Rewrite the lines from the one containing "the green garden" through the one containing "<point>611,152</point>", both included, as a Markdown table with the columns Row and Text. Put a running row number in Row and each line in Text, and leave out blank lines.

--------------------------------

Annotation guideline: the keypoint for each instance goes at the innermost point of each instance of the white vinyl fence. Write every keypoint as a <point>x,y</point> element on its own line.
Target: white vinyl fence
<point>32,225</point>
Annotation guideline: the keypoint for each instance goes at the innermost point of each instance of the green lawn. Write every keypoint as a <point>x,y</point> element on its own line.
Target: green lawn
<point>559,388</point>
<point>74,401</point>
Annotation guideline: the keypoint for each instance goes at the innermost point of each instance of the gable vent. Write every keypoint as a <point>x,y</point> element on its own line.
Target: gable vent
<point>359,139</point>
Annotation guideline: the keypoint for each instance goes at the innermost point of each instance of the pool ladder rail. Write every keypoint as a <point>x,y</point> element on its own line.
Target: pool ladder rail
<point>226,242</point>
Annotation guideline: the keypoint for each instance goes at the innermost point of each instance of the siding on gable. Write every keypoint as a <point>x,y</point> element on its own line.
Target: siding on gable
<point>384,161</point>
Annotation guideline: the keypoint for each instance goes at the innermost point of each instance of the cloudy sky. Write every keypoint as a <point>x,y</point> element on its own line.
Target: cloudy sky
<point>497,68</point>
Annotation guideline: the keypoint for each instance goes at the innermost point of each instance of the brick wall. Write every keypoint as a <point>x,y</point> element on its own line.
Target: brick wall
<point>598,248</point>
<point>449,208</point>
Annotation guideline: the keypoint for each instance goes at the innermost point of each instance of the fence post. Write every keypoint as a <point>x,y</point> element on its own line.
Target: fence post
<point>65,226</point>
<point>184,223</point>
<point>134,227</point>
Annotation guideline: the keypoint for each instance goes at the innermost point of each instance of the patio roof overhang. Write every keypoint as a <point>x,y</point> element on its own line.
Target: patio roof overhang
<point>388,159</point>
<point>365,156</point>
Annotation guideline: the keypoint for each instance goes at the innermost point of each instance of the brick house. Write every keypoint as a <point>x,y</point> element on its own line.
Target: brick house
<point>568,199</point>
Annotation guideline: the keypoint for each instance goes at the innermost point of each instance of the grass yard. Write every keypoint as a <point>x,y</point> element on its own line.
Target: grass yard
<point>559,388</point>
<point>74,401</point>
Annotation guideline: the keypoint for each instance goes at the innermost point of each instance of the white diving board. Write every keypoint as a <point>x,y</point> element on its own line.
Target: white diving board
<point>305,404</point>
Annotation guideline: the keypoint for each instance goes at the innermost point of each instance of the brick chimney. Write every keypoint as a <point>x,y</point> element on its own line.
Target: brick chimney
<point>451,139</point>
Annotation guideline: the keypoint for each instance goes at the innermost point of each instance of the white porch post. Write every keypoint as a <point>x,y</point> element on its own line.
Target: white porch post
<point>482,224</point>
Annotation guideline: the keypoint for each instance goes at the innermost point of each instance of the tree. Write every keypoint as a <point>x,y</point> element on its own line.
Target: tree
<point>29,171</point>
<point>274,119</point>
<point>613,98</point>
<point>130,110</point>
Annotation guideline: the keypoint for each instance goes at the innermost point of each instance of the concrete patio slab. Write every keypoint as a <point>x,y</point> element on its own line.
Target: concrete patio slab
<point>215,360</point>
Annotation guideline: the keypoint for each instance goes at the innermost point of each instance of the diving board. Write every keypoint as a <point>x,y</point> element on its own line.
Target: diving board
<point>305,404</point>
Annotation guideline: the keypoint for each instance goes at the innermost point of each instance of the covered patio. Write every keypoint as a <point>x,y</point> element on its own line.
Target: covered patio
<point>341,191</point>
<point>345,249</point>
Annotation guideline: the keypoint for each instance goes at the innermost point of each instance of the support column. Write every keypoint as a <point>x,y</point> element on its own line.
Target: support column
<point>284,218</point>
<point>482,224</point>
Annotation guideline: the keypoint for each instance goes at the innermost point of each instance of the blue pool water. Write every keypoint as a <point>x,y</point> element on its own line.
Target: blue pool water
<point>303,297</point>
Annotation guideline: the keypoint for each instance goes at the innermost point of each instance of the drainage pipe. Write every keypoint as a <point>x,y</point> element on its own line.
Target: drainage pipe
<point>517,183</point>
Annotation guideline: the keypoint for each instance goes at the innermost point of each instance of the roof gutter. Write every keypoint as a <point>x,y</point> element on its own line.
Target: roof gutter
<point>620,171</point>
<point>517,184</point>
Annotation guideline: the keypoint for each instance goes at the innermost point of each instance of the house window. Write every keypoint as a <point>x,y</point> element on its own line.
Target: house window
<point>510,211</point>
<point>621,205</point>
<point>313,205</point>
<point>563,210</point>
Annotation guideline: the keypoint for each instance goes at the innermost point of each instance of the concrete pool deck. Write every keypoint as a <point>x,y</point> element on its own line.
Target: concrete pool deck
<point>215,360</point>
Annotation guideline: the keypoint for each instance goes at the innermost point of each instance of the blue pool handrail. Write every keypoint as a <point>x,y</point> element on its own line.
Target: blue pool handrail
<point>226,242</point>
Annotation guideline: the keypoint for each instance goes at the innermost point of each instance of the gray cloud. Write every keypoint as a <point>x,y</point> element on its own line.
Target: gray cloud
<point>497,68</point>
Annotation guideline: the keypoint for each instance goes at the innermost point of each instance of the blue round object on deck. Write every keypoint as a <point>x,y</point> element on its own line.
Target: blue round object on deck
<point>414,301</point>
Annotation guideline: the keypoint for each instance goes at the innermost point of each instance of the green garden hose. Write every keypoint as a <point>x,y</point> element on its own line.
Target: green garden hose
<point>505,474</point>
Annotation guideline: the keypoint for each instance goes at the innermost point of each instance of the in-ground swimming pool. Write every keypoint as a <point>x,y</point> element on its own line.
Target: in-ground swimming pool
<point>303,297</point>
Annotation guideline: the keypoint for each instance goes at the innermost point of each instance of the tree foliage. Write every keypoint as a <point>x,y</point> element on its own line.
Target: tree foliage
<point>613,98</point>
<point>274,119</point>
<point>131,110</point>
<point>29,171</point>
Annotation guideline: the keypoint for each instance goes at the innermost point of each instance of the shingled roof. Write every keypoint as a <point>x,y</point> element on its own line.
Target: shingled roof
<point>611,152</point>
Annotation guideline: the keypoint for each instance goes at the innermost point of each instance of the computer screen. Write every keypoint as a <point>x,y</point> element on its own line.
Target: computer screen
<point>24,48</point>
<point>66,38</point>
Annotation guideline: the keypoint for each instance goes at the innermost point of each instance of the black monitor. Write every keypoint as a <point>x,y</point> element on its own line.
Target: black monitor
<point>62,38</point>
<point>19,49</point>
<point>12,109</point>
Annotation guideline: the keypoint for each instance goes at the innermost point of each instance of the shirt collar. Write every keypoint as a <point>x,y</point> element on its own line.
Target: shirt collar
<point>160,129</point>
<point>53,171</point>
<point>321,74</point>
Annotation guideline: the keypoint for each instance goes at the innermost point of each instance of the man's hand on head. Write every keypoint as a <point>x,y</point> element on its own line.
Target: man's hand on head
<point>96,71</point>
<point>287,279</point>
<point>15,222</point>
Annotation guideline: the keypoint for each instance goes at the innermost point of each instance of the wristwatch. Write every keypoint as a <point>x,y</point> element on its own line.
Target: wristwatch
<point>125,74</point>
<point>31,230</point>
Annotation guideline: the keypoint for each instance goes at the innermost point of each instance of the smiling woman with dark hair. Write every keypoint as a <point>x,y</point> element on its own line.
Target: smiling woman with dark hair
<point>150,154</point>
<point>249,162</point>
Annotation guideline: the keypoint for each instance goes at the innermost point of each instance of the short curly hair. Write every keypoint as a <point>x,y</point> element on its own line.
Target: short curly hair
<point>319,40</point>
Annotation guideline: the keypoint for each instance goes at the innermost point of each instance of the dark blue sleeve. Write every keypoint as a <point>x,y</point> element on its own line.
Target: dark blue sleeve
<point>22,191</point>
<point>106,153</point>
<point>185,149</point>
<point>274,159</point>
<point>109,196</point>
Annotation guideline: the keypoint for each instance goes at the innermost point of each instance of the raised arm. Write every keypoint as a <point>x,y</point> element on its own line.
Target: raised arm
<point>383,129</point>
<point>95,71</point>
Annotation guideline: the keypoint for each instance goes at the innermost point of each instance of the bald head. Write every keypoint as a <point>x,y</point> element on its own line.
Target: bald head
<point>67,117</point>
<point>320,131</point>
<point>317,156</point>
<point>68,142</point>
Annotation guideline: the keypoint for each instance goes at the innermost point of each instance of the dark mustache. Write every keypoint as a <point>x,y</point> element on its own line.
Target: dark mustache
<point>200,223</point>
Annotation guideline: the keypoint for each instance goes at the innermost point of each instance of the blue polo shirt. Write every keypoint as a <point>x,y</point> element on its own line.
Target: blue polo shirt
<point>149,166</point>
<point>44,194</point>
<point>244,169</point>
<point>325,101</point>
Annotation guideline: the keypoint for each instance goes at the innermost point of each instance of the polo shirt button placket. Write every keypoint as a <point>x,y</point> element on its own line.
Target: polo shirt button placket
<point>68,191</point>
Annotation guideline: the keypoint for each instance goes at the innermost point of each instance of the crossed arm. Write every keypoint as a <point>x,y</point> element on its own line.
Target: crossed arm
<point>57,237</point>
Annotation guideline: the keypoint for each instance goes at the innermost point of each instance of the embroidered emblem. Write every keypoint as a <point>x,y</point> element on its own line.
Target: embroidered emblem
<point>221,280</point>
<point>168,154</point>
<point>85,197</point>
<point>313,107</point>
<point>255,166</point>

--------------------------------

■ Written reply ■
| Row | Text |
|---|---|
| 1 | Annotation guideline: the keypoint for each instance goes at the innermost point of each instance of the green garden hose. Write every keypoint as a <point>x,y</point> element on its own line. |
| 2 | Target: green garden hose |
| 3 | <point>505,474</point> |
| 4 | Annotation guideline: the keypoint for each instance goes at the innermost point of each instance of the in-ground swimming pool. Write every keypoint as a <point>x,y</point> element on its own line. |
| 5 | Target: in-ground swimming pool |
| 6 | <point>303,297</point> |
| 7 | Annotation guideline: the keypoint for each instance goes at the innermost point of each instance of the tree foliage. Write every keypoint as a <point>x,y</point> element on its own line. |
| 8 | Target: tree foliage |
| 9 | <point>613,98</point> |
| 10 | <point>274,119</point> |
| 11 | <point>131,110</point> |
| 12 | <point>29,171</point> |
| 13 | Annotation guideline: the keypoint for each instance goes at the innermost point of each instance of the shingled roof. Write every keypoint as a <point>x,y</point> element on its own line. |
| 14 | Target: shingled roof |
| 15 | <point>611,152</point> |